## The request
Count the lines in the records below that contain the word "abdomen", matching case exactly, and give only that number.

### Dataset entries ###

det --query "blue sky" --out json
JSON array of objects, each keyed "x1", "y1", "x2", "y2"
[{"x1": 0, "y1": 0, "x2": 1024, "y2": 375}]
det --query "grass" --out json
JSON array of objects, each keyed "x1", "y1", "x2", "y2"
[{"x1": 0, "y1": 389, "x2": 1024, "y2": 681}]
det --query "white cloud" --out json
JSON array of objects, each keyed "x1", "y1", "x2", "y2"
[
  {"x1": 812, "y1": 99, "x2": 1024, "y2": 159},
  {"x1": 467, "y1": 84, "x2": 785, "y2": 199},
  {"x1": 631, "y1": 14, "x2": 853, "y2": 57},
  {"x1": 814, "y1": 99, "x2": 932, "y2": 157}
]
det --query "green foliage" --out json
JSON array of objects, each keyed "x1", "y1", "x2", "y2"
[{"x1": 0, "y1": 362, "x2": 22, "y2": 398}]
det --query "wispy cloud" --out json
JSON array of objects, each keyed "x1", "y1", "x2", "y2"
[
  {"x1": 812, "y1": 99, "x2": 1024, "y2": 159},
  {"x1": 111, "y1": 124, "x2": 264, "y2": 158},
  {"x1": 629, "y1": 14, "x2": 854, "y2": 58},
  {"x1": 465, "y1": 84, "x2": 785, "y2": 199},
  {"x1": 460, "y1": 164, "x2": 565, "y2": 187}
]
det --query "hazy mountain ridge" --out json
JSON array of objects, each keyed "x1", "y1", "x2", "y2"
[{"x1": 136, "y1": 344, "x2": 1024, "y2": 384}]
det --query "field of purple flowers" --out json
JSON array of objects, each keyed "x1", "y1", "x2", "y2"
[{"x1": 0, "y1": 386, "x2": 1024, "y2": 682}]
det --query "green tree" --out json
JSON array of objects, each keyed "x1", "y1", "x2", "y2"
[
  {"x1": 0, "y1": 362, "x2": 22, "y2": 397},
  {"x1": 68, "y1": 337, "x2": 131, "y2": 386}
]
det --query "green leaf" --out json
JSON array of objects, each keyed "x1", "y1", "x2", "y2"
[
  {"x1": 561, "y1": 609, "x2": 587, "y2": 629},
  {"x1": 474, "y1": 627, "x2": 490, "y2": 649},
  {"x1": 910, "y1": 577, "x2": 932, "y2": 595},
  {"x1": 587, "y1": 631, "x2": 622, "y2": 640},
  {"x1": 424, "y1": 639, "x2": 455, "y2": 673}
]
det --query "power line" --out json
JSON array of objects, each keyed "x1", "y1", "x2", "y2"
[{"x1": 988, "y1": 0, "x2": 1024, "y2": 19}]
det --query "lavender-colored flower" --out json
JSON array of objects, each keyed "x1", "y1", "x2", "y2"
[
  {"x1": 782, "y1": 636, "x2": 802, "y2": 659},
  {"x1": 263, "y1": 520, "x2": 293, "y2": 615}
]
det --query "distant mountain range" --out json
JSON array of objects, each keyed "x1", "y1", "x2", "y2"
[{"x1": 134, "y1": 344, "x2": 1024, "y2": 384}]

###
### Dataset entries ###

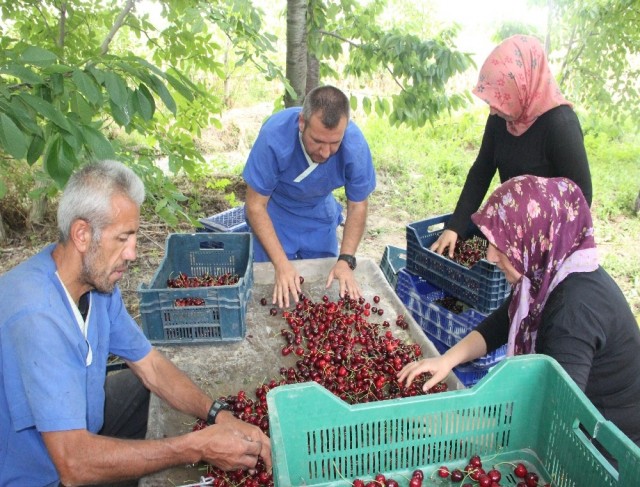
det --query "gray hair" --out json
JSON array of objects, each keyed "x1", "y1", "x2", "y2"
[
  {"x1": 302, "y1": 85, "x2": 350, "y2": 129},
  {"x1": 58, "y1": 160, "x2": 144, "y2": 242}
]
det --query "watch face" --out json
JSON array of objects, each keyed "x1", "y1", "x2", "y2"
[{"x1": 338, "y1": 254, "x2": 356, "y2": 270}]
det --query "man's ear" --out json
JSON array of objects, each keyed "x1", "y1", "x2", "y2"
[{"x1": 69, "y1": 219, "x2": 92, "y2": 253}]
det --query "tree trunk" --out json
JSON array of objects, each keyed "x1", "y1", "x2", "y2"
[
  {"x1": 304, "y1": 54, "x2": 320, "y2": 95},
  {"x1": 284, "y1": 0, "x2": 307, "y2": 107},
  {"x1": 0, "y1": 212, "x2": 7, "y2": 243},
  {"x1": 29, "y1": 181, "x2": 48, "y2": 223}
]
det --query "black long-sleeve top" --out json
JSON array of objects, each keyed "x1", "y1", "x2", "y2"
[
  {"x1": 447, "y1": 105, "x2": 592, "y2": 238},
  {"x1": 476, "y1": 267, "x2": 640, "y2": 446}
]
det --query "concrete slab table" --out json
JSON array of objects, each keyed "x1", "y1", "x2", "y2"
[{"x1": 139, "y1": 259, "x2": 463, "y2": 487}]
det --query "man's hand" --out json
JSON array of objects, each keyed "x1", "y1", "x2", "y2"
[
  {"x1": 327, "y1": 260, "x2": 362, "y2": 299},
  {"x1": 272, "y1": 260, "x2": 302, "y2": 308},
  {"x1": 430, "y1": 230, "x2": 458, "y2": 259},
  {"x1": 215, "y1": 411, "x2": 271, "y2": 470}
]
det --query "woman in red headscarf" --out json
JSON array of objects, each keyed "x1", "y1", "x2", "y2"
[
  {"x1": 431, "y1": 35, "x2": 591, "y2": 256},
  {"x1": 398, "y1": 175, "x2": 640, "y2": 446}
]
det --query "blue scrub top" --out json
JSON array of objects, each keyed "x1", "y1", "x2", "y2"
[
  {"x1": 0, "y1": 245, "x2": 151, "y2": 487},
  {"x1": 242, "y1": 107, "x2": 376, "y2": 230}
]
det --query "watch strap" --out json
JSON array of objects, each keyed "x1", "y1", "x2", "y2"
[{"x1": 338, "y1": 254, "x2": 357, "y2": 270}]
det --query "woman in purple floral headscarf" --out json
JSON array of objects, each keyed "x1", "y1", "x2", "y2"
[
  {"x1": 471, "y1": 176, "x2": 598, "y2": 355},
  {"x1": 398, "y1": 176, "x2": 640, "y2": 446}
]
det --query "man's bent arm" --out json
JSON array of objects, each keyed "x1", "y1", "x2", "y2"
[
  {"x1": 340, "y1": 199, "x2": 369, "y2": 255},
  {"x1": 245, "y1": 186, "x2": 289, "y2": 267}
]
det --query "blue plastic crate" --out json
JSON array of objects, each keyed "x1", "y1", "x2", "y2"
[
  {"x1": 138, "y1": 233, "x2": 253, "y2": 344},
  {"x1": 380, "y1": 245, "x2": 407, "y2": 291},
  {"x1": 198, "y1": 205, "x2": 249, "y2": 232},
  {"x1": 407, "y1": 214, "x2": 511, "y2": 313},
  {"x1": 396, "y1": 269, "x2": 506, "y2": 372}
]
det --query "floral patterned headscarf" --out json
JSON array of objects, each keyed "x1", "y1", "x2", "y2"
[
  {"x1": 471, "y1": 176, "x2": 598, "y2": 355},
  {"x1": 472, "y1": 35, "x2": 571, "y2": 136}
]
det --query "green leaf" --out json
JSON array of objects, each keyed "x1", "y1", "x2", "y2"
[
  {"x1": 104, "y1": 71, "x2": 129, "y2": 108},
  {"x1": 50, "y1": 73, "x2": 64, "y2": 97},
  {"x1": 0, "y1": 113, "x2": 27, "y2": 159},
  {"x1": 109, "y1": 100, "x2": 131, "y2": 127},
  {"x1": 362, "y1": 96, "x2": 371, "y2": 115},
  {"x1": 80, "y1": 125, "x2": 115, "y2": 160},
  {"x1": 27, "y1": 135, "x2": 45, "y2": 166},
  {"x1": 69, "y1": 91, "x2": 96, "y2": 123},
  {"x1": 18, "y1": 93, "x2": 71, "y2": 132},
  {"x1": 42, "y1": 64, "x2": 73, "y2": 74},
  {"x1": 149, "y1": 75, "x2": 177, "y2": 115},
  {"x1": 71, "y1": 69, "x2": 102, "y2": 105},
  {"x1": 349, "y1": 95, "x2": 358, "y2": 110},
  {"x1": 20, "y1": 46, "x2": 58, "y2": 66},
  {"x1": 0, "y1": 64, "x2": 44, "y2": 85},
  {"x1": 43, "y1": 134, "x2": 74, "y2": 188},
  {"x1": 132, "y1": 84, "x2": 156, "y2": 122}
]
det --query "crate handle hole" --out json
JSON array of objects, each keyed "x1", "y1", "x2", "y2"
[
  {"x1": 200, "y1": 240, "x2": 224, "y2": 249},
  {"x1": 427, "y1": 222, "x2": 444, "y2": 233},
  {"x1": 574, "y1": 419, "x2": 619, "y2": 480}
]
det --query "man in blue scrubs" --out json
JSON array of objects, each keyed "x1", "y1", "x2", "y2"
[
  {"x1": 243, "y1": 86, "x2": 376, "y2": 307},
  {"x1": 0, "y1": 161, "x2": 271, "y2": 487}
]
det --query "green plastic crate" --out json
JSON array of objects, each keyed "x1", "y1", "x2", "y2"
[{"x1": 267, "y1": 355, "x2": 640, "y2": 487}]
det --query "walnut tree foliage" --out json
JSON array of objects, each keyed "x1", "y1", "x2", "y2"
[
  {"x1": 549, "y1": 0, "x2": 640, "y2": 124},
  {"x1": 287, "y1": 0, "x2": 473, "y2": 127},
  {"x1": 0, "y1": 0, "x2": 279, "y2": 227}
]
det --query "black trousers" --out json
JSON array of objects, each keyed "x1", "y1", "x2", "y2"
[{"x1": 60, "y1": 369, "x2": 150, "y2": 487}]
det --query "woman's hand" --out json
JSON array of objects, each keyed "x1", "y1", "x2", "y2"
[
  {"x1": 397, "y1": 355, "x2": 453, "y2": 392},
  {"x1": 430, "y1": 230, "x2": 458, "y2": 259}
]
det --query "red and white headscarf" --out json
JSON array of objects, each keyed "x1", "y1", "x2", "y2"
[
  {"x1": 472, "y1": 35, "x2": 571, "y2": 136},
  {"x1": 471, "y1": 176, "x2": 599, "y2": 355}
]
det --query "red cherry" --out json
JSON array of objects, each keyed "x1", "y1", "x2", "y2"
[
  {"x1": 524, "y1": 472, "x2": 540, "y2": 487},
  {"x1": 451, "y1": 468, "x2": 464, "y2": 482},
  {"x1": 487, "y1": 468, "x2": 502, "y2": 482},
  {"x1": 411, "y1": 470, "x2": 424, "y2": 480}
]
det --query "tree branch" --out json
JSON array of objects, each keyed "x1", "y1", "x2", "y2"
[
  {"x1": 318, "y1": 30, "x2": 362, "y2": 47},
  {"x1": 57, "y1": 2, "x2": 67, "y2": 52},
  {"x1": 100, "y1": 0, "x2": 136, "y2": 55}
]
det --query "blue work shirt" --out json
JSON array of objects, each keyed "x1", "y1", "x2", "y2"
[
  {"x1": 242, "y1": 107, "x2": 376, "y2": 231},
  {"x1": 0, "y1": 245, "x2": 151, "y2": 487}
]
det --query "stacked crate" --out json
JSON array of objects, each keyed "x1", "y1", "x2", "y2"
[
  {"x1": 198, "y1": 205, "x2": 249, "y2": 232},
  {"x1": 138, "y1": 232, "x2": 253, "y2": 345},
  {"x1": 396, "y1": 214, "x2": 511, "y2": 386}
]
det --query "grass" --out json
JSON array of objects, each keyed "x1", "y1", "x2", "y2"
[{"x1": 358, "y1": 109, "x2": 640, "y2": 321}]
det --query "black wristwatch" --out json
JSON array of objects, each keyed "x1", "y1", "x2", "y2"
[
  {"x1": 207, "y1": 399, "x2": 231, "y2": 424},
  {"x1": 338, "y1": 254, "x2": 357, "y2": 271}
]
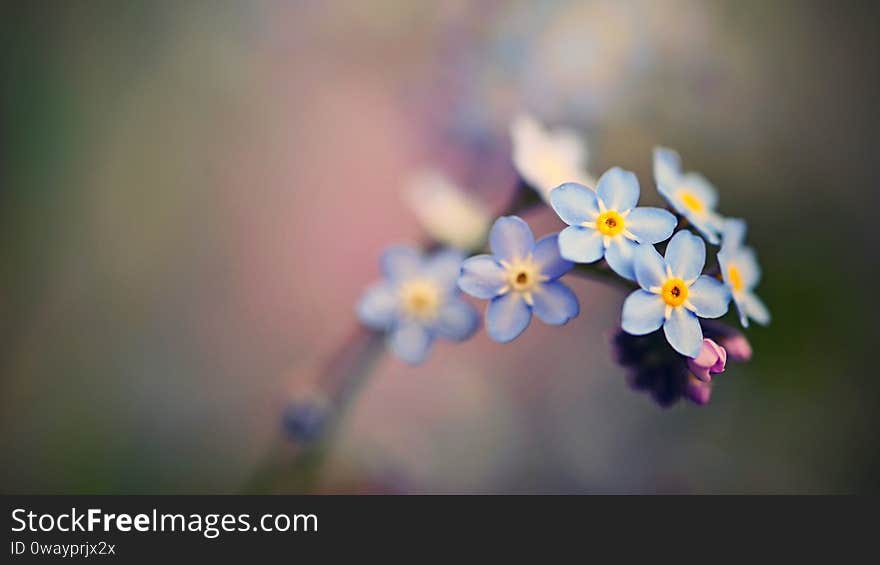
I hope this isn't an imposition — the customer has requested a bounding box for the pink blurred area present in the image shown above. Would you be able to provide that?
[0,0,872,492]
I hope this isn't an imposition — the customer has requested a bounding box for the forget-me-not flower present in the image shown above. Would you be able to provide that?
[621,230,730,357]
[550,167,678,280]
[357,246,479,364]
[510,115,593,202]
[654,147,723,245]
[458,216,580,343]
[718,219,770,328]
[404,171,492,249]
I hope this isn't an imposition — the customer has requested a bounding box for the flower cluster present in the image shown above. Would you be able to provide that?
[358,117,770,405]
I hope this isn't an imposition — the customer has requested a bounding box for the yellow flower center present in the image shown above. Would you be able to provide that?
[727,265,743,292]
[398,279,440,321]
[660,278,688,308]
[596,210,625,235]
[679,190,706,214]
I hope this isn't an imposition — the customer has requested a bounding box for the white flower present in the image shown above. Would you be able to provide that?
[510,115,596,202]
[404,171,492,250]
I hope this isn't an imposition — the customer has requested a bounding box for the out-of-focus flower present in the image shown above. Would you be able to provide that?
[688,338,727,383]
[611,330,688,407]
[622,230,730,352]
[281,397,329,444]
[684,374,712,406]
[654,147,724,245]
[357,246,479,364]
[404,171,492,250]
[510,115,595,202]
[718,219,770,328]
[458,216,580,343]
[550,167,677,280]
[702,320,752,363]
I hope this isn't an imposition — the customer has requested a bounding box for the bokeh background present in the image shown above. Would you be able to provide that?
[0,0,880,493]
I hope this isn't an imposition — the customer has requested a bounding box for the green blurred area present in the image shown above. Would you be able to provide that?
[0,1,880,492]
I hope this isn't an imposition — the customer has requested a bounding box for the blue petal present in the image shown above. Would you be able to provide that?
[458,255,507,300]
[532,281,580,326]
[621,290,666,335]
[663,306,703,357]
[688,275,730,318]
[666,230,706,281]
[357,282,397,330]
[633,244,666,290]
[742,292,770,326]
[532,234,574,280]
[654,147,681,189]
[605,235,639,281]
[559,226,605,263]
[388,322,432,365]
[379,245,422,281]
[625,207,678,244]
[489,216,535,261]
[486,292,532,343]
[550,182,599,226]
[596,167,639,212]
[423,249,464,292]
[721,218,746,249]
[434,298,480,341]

###
### Dataset entries ###

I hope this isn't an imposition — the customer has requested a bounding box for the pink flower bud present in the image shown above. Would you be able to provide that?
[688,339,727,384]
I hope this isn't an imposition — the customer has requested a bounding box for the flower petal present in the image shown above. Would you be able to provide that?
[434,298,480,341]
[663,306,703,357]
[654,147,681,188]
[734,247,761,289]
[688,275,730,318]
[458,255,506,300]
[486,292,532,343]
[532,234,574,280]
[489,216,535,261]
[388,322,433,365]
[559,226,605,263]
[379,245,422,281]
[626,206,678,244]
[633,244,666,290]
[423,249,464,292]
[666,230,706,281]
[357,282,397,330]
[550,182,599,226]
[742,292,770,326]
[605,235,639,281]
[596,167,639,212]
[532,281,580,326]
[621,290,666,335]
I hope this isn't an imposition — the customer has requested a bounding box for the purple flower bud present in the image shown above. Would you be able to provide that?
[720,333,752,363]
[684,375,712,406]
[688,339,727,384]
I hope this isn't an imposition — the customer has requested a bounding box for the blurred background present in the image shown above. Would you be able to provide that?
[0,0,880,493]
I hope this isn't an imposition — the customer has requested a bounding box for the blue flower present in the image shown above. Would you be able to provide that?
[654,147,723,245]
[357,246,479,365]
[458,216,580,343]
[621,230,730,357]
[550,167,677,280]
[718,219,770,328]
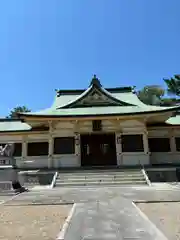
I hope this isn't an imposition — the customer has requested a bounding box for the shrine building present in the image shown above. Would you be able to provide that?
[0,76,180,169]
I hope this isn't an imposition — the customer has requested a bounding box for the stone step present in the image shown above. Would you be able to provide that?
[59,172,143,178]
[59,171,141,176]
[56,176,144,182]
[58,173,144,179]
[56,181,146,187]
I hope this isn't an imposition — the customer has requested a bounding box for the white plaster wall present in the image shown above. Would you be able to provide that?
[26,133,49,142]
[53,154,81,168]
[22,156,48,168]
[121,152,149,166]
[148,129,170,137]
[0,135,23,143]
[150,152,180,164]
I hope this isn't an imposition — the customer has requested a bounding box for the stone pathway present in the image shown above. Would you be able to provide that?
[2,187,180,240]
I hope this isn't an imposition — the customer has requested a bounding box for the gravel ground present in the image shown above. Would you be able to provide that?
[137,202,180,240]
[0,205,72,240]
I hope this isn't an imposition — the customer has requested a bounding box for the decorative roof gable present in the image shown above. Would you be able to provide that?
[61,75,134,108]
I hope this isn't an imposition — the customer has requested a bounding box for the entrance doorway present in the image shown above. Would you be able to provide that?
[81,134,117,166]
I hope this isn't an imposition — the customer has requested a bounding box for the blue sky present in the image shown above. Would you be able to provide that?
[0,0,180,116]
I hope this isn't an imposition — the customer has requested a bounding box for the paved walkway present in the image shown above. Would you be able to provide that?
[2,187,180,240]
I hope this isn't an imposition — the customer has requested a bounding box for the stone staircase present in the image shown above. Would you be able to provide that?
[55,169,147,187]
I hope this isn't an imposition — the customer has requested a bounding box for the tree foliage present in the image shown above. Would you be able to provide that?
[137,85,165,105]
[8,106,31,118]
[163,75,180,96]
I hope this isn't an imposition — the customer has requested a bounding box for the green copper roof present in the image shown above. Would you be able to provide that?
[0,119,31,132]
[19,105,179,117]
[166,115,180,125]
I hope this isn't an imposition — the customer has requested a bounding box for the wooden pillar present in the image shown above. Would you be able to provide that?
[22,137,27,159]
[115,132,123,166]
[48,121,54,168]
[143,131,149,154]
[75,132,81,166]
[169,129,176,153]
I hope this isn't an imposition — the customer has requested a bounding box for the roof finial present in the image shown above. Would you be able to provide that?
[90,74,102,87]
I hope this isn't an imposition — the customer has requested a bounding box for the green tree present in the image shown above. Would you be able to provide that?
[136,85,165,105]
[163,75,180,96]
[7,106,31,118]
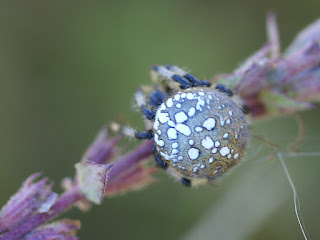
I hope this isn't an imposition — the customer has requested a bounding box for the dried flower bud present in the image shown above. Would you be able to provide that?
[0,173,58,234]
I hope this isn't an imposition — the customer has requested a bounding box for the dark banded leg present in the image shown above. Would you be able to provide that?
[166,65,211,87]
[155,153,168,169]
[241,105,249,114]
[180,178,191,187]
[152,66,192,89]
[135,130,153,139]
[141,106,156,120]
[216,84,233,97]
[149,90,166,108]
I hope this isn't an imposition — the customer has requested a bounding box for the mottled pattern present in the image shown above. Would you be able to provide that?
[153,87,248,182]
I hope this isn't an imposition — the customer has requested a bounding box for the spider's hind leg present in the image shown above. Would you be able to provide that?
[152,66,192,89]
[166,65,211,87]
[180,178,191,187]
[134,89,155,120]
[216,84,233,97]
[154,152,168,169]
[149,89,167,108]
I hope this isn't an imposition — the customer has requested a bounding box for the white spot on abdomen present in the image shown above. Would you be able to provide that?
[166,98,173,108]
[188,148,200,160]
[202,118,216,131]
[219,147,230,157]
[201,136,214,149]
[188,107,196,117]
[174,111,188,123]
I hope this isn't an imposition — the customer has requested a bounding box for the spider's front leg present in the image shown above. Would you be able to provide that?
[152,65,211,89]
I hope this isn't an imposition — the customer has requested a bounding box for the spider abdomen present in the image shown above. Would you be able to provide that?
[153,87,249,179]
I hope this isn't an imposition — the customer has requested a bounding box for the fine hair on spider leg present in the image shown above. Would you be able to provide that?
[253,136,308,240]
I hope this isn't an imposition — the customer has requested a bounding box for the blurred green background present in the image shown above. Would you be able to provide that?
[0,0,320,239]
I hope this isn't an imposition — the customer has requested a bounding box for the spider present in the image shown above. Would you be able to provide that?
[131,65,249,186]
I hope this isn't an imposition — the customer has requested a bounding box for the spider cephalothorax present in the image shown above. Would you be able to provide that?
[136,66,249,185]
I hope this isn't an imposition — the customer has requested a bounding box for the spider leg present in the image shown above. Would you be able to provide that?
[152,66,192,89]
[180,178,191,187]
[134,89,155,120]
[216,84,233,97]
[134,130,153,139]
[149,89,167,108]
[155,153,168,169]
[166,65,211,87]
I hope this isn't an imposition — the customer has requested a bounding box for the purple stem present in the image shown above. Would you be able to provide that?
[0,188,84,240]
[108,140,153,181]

###

## Reply
2